Stored items from a collection
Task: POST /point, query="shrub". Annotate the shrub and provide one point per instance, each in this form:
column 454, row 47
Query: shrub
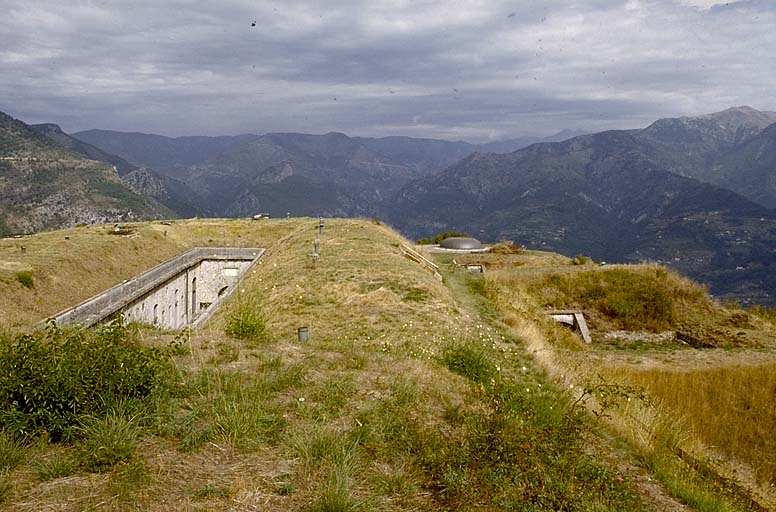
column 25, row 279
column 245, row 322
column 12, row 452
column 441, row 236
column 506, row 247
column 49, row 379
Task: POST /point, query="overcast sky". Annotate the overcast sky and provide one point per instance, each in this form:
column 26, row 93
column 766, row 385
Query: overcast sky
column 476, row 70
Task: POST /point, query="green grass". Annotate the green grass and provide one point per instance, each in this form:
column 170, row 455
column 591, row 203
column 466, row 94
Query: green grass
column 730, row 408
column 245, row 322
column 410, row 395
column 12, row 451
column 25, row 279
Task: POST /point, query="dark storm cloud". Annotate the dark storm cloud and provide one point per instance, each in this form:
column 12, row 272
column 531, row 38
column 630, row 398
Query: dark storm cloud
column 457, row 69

TASK BRIEF:
Leave out the pictures and retype the rest of the entries exactly.

COMPLETED TASK:
Task: POST /point, query="shrub". Annotate the shrub and provide one point per instance, each in this form:
column 454, row 47
Query: shrub
column 25, row 279
column 245, row 322
column 12, row 452
column 441, row 236
column 506, row 247
column 49, row 379
Task: POST /point, query="overcast sky". Annotate the overcast sky and provide one point per instance, each in this form:
column 26, row 93
column 766, row 385
Query: overcast sky
column 476, row 70
Task: POST /point, query="green grass". Annotate the green grass and provide one point per instance, each in this form:
column 170, row 455
column 591, row 203
column 466, row 94
Query: green grass
column 730, row 408
column 245, row 322
column 410, row 395
column 12, row 451
column 25, row 279
Task: POST /point, query="dark storm cloud". Annotate the dark storm cloud and provide one point per instance, each in this form:
column 12, row 272
column 531, row 38
column 630, row 398
Query: dark storm cloud
column 457, row 69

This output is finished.